Your task -
Could you pick up the discussion about arriving at the airport hours early and continue it past its last comment?

Page extract -
※
Flight delays get a lot of attention. There’s also air traffic control which creates congestion – it isn’t just responsible for delays but also for longer flight times that get built into schedules. We don’t talk enough about that.
But built-in inefficiencies and time-wasters are something we don’t talk about at all. How is it possible that people are being told to show up at the airport 2.5 to 3 hours before their flight, and that isn’t considered a failure of massive proportions?
Showing up at the airport as early as airlines advise is costing the economy $79 billion a year. That’s a massive failure.
The lengthened times for showing up at the airport mean that it no longer even makes sense for many people to take shorter flights. The time it takes to get through security, make it through the airport, and board planes earlier and earlier is wasted time.
Instead of getting more efficient, we’re queuing more and wasting precious time. And that doesn’t even count the time spent waiting at baggage claim or busing to rideshare and rental car lots at the other end of the journey.
Air travel is supposed to be about making it from one place to another as quickly as possible. It seems as though we’ve forgotten this.
Making customers show up earlier, and board earlier is a way to force customers to accommodate failed systems and failed operations. It locks in a status quo of failure.
And by the way, when JSX began offering travel from private terminals where you show up just 20 minutes in advance even with checked bags, American Airlines and Southwest lobbied the government to block it instead of embracing what’s possible for customers.
More and smaller airports are needed. Streamlined security, that doesn’t wait for nationwide universal rollout, is needed. We need runways and taxiways and air traffic capacity to increase throughput without stacking delays. Most of all, we need to avoid complacency that accepts the status quo as given.
“Making customers show up earlier, and board earlier is a way to force customers to accommodate failed systems and failed operations”
No one is making anyone do anything. What the airlines suggest people do is different from what people are actually doing. And that’s what matters. Are there studies that indicate how early people are actually showing up to the airport?
When Clinton wanted to show he was “doing something” and his administration began to demand that everyone over 18 show IDs I pointed out that this would slow the check in process down. Previously with a car that was rented or airport parked everyone but the driver could get off at the terminal and go to the gate. Now, unless airports are well designed for this (most aren’t) the logical process is for everybody to take care of the car first and then to go the terminal. This crowds people at the end. It’s just another of several reasons why it was a very bad idea. It may have ended most black marketing in tickets, but that’s about it.
Amen. Short-haul air traffic has dried up in the United States. A lot of factors are responsible, including replacement of in-person business meetings with teleconferencing, but a big one — as you note — is the need to allow for extended lead time prior to boarding. For example, Southwest used to fly BNA-BHM 2+/ daily. The 200 mile drive could be replaced by maybe 45 minutes in the air. Even WN can no longer make this route work.
※
Dataset content -

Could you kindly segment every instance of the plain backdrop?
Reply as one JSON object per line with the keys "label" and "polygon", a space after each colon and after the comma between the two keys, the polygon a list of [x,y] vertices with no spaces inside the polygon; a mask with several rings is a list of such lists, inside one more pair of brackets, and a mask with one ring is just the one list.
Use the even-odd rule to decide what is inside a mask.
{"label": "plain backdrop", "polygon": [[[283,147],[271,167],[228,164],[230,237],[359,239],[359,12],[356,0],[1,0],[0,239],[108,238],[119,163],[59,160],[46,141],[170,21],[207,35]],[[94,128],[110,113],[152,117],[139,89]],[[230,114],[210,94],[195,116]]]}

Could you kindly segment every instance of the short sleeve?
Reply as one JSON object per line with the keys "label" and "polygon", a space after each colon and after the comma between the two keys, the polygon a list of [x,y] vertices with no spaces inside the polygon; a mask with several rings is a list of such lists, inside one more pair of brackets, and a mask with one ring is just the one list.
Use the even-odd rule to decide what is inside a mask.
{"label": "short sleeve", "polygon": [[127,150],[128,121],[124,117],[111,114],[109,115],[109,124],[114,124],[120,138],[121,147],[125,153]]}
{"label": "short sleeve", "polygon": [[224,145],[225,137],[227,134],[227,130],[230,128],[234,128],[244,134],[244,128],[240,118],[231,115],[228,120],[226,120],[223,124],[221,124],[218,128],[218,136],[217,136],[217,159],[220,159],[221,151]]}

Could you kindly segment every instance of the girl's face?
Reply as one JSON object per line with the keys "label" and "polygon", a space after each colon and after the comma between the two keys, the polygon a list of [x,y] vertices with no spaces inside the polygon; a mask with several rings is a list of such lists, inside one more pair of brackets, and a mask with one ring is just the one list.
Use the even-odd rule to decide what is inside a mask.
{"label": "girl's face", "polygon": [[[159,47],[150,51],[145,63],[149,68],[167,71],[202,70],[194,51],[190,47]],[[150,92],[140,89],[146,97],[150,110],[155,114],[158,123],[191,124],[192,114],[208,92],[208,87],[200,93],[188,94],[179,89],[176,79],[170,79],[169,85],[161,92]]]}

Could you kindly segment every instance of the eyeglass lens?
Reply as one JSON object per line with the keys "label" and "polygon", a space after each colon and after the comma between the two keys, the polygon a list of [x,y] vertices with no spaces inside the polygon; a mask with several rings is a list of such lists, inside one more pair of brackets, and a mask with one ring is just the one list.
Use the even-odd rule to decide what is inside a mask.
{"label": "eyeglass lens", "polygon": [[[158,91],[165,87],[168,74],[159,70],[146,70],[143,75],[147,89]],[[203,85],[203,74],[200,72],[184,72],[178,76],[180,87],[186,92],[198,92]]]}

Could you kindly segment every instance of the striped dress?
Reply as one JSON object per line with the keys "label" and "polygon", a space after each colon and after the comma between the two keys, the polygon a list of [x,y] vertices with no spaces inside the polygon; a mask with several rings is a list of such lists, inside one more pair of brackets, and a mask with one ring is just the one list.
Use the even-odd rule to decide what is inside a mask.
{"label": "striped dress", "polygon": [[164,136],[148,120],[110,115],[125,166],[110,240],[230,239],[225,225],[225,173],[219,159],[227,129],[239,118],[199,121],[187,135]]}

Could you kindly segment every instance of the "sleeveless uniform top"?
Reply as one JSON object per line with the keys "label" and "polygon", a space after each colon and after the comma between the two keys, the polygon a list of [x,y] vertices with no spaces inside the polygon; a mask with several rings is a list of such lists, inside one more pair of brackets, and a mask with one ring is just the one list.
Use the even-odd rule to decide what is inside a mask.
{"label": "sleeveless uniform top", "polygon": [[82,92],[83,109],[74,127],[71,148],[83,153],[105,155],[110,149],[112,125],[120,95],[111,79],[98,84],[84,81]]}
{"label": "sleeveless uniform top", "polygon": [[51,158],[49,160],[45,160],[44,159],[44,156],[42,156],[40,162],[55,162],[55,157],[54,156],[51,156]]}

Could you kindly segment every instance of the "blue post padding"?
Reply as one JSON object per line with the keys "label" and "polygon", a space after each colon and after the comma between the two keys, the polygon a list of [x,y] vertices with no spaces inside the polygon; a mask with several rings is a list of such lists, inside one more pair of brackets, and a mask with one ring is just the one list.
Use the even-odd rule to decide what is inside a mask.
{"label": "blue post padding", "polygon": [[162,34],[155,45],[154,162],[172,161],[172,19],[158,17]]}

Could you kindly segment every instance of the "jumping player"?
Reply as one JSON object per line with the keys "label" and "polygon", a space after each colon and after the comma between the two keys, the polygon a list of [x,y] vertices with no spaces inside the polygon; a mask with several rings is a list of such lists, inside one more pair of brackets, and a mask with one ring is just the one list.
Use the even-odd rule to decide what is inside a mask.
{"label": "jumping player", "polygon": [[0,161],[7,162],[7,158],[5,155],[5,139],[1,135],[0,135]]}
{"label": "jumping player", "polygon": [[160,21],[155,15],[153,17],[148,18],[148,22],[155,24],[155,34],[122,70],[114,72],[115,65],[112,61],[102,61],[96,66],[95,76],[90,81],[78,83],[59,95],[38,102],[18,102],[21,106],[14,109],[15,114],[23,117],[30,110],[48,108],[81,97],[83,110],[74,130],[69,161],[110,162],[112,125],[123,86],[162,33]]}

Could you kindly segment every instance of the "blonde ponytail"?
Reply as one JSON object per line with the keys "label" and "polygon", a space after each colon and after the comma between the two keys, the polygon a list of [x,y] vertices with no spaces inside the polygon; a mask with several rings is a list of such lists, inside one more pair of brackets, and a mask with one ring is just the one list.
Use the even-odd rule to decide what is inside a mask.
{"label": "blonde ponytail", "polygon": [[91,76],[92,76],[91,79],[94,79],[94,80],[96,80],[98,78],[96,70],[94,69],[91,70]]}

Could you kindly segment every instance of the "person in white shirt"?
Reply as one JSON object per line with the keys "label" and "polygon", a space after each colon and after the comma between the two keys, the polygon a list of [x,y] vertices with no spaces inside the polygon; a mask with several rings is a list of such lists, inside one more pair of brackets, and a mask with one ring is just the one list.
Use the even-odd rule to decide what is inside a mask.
※
Written answer -
Email and smartphones offset some if the waste of waiting.
If people were hellbent on efficiency, they would be vaccinated against Covid and influenza and wear masks. A Covid vaccination 2 years ago is too long ago.
Problem is increased densification of narrow body fleets + use of larger planes like the A321neo + high load factors. At one point AA was down to only 150 seats on the 738, and now it’s 172. UA’s A321neo seats 200, with everyone boarding through one door and with only one aisle. Flights today are generally taking forever to board.
deregulation failed
this will sound crass, but it should not be possible to board a plane anywhere for $59
distortion of time and space by discounting pain and risk based on geography is absurd and is the primary macro rule of unregulated commercial air travel 47 years after deregulation
no pax should be transported for less than that airline’s CASM +10% and that includes all the miles for an entire routing
nonstops should not be a multiple of a connecting itinerary
all of the magas reading this – you should be all for it – it’s the same concept as tariffs
There have been studies on how to board airplanes faster and Southwest Airlines actually had a fast way to board. Those were rejected because getting people to pay more and giving them early boarding slots was more lucrative. Having 10 boarding groups slows things down. Gate lice are the true heroes. Boarding on demand would be a lot faster. But elites being elites is why we are where we are now. Most people want to board early. Those who want to be later can still come later as long as it is before the gate closes. I am always amazed on how fast Asiana boards everyone on a A380. Relatively few groups with some earlier boarding groups lumped together. Four wide automatic boarding pass checking at the gate at LAX.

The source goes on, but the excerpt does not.